* **TASK STATEMENT**
Please pull out every line of the material below that contains the word "dark" and copy each of those lines in full.

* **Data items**
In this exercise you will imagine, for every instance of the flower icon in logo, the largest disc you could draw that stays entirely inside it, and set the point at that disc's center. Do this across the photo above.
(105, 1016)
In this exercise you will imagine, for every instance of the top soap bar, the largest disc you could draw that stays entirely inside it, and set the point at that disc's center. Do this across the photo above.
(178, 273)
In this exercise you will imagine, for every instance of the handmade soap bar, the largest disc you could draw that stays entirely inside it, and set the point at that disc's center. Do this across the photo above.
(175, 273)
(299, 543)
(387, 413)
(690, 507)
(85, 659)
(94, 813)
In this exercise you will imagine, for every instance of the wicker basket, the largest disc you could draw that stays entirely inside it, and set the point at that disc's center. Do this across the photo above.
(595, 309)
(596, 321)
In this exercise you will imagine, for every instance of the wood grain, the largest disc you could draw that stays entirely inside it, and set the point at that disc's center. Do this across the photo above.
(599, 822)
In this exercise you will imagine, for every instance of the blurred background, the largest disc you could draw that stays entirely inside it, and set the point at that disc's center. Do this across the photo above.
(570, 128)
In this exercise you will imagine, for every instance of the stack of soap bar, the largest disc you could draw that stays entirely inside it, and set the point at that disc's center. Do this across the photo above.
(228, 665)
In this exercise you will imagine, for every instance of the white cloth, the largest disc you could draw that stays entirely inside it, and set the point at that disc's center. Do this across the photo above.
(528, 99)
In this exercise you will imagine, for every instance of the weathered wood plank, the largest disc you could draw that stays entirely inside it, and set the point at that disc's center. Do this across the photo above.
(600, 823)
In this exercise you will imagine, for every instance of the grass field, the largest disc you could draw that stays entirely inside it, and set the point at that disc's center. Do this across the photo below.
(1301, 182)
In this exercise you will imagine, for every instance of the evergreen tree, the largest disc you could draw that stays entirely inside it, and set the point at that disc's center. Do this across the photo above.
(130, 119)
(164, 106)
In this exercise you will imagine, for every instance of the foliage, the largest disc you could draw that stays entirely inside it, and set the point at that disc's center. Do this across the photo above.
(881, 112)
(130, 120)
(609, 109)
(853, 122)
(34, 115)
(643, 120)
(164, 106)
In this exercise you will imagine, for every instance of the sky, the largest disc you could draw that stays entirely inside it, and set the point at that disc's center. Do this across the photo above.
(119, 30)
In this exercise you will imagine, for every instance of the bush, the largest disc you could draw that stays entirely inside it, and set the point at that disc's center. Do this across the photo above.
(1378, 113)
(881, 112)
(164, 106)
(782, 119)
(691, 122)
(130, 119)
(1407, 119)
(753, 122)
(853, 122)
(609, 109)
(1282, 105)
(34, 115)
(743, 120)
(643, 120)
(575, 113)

--

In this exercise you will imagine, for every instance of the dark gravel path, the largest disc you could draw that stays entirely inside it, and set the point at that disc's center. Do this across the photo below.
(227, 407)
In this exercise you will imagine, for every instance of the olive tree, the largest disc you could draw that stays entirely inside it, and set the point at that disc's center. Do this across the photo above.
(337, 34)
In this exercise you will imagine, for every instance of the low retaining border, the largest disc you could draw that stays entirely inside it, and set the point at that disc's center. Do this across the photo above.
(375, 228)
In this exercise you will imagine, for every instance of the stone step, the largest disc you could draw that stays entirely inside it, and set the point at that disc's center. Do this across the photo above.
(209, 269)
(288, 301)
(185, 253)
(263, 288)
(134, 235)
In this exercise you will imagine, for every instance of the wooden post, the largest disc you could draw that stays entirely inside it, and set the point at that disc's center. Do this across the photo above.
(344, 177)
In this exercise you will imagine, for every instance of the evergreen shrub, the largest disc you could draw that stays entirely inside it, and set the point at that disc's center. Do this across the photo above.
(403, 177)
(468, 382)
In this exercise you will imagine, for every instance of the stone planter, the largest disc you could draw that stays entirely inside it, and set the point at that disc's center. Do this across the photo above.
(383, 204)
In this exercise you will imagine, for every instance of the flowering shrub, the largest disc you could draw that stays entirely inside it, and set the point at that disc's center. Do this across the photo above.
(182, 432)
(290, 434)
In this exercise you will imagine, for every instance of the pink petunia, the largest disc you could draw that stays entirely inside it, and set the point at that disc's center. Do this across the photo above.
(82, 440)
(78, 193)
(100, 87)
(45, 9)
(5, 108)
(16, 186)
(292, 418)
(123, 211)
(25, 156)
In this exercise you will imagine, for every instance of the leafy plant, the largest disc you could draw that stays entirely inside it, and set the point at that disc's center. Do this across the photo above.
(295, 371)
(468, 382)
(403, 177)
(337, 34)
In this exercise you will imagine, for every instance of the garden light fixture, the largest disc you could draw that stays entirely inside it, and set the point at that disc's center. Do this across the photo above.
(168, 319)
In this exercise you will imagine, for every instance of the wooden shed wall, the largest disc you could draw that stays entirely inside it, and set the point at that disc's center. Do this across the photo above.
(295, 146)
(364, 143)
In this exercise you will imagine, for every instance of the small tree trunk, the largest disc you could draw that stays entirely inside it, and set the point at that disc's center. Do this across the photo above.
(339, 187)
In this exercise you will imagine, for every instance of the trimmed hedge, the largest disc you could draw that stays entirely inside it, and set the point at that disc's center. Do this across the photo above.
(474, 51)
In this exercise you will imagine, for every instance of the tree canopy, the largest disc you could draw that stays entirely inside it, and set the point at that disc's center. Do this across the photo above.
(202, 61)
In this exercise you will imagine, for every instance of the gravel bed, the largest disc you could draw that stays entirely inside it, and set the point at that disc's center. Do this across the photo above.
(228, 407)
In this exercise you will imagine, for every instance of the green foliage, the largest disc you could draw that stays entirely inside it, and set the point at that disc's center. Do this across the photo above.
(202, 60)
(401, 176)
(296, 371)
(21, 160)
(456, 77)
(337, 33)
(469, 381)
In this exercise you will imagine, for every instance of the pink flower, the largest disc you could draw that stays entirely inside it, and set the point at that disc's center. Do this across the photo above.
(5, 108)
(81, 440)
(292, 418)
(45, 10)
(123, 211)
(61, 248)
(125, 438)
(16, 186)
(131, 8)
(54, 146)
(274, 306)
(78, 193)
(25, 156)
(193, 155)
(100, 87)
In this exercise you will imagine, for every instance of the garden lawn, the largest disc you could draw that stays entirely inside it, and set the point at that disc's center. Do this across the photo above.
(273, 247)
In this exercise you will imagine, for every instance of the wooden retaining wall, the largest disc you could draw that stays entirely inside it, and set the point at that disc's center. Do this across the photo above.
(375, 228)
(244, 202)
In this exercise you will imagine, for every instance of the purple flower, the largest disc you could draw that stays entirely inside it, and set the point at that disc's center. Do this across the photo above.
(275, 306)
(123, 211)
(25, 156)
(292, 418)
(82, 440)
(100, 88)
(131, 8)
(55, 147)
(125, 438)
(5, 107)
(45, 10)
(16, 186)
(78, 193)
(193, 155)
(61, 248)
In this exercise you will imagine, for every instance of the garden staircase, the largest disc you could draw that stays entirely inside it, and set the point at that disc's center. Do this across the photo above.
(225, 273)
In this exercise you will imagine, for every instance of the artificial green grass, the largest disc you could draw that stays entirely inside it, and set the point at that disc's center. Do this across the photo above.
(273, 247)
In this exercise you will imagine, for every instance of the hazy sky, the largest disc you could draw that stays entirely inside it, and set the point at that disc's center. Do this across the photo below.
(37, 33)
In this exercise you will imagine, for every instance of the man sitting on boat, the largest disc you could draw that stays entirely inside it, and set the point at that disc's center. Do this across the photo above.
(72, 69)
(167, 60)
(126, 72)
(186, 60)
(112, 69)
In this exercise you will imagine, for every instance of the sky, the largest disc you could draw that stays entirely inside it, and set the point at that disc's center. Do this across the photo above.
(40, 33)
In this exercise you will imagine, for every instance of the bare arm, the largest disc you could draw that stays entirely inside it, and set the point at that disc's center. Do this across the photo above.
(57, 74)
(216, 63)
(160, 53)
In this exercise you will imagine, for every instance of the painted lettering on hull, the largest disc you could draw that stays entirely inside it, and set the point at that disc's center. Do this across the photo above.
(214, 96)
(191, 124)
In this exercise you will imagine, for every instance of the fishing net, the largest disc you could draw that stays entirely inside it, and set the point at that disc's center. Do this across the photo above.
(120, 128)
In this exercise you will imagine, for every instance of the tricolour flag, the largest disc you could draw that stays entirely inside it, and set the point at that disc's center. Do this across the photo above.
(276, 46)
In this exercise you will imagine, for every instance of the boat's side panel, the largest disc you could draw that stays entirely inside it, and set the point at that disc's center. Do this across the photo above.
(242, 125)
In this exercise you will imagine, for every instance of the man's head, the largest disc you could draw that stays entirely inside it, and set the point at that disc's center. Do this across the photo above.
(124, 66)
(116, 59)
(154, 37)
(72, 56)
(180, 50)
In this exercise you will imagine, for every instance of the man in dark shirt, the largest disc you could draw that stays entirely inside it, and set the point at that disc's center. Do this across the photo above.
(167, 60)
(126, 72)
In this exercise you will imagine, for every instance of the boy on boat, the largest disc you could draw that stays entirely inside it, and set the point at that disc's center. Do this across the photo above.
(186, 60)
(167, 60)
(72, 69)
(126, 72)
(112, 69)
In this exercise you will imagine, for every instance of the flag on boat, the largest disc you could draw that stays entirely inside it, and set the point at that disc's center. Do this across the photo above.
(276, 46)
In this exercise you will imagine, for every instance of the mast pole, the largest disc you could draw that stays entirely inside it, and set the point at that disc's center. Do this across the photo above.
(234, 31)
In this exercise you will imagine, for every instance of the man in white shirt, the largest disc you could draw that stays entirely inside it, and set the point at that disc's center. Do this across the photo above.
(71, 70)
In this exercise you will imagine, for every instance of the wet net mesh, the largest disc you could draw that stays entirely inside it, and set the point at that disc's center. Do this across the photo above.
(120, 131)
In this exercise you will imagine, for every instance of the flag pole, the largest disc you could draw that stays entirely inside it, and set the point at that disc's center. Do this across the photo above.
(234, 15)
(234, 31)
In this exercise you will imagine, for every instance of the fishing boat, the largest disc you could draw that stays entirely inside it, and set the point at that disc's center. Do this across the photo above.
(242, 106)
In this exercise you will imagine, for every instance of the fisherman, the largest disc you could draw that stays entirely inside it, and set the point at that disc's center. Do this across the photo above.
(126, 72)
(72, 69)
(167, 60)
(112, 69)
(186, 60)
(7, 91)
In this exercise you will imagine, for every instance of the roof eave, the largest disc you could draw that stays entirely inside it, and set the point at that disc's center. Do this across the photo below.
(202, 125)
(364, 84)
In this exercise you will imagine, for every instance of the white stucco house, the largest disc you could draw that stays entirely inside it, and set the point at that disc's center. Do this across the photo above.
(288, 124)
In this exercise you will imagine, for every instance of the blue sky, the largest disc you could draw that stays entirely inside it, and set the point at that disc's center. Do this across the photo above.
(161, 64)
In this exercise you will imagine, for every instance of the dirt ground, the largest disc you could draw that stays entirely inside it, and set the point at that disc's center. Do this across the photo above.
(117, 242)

* **FINISHED EXERCISE**
In this exercise you will imagine, for every instance of the dark gravel path, the largest disc you could draw that stays entirely inside it, and set the point at that disc's center. Do this across the photo below.
In this exercise you will imagine, for every instance of the man in dark shirt, the largest disc you could draw that stays entirely inside it, and set the point at that disc's center. Do this across the photo above.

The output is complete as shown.